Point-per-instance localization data
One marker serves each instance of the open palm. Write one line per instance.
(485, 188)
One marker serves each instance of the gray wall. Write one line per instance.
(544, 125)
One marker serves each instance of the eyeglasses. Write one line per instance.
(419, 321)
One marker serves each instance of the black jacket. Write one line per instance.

How to complete this task -> Preserving every character, copy the records above out again.

Output below ->
One marker serves each instance of the open palm. Write one line per instance.
(485, 188)
One marker serves each instance of the gray wall. Write one line per instance.
(544, 125)
One marker serves each instance of the eyeglasses. Write one line per instance.
(419, 321)
One marker serves each instance of the black jacket. Write one line per instance.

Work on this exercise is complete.